Entries:
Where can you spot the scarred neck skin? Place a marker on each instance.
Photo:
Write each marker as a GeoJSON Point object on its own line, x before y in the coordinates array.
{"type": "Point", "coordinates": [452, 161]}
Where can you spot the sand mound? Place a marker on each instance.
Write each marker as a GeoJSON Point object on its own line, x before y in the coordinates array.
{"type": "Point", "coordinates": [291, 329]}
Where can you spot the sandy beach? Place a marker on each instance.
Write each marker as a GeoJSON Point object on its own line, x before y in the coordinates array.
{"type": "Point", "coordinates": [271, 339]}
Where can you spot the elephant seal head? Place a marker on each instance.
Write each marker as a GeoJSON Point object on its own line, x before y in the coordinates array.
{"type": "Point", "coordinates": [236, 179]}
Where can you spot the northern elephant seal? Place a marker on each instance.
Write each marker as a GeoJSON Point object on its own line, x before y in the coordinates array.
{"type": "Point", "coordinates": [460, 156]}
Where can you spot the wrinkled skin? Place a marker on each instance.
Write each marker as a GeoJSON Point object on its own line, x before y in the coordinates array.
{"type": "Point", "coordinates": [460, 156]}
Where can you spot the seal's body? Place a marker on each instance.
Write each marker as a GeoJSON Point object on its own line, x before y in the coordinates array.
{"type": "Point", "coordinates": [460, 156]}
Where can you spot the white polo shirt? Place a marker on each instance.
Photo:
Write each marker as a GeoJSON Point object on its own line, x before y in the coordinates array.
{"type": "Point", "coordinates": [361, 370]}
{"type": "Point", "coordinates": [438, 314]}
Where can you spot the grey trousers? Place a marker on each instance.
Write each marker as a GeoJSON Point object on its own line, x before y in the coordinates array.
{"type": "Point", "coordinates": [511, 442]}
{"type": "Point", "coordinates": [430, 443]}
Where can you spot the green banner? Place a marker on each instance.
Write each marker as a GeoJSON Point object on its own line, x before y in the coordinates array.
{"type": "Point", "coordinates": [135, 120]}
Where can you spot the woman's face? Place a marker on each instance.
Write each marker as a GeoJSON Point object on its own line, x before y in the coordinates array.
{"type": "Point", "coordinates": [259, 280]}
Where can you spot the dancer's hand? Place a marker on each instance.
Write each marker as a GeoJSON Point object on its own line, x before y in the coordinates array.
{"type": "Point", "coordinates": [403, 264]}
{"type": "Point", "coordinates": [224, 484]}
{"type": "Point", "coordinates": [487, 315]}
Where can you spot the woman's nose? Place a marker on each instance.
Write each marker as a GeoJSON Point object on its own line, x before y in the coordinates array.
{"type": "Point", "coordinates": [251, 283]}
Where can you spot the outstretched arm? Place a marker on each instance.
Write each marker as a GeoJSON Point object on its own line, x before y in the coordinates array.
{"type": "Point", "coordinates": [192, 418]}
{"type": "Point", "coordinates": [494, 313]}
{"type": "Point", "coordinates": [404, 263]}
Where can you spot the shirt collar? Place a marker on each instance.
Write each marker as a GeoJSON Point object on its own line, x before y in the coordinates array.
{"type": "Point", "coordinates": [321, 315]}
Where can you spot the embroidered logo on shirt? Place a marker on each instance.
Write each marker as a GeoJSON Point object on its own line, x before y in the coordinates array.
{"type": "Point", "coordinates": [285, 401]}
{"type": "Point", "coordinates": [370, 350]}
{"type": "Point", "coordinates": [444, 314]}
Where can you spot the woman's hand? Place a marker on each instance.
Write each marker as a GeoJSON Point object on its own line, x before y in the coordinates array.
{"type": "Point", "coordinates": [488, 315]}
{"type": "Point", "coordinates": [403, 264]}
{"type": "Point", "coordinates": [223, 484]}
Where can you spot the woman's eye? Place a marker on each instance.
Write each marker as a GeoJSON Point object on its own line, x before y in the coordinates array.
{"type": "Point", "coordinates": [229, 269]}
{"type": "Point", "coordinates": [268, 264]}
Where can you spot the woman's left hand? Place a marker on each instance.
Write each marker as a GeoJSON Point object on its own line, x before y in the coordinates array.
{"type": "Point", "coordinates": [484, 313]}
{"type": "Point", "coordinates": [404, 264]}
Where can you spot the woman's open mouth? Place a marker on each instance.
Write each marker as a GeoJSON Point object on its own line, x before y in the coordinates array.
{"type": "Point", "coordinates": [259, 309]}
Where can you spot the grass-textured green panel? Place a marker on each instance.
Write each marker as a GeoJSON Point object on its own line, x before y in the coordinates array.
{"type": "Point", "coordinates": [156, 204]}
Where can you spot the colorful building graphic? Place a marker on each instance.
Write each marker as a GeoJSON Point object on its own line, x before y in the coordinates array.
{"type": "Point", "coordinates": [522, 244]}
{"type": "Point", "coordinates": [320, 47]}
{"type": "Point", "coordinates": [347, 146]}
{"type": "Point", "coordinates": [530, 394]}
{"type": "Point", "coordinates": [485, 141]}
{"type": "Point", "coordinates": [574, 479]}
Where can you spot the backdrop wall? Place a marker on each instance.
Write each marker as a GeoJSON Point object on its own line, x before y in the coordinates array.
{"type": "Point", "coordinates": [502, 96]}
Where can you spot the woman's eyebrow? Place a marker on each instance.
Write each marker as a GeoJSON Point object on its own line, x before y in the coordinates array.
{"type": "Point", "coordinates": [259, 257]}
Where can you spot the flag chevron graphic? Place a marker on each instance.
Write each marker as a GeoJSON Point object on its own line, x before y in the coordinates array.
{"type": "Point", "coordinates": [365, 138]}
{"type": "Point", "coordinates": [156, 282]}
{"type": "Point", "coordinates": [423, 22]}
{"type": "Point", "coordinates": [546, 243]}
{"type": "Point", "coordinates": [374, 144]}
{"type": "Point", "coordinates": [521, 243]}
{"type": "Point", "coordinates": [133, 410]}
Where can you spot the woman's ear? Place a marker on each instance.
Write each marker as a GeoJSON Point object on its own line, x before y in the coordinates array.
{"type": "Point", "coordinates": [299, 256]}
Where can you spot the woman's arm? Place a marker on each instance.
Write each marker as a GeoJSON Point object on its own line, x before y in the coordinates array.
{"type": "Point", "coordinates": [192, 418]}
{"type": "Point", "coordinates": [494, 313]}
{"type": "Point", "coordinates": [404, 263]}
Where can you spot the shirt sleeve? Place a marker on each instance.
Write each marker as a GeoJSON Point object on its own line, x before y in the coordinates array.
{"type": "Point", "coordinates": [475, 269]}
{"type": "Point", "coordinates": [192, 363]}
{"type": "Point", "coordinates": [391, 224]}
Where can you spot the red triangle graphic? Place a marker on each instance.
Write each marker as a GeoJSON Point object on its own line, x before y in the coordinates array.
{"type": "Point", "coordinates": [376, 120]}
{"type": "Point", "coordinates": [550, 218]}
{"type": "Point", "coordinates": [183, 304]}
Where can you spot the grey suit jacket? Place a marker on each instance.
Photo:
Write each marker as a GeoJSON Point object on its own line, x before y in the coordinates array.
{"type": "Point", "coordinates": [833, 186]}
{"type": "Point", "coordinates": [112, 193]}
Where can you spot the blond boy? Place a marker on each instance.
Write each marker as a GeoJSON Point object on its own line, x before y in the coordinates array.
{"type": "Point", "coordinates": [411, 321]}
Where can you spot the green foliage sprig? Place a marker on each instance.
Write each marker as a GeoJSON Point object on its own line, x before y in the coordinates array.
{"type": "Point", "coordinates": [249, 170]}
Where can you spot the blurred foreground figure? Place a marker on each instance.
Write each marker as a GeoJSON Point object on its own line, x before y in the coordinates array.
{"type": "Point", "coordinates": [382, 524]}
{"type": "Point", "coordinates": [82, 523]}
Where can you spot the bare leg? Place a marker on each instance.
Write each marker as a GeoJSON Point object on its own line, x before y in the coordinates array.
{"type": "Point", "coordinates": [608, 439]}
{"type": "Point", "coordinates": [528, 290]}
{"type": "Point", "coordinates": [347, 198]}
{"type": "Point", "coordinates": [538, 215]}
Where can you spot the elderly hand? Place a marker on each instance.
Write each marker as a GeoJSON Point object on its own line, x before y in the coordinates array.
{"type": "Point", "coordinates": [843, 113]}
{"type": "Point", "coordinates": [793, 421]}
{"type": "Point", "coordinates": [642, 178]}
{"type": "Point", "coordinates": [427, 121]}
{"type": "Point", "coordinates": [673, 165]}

Problem description: Rewrite the lines from the one containing "Where can you spot the bare" through the last line, changing "marker" to "pin" and leaving everything else as it is.

Full answer:
Where can you spot the bare leg? Place a pin on each instance.
Write each pin as a GeoJSON Point object on its own line, x before y in the coordinates array.
{"type": "Point", "coordinates": [608, 439]}
{"type": "Point", "coordinates": [528, 290]}
{"type": "Point", "coordinates": [347, 198]}
{"type": "Point", "coordinates": [538, 215]}
Where can you spot the elderly hand? Place a pin on each instance.
Write each pin as a GeoJSON Point object on its own line, x before y in the coordinates array.
{"type": "Point", "coordinates": [843, 113]}
{"type": "Point", "coordinates": [793, 421]}
{"type": "Point", "coordinates": [642, 178]}
{"type": "Point", "coordinates": [427, 121]}
{"type": "Point", "coordinates": [673, 165]}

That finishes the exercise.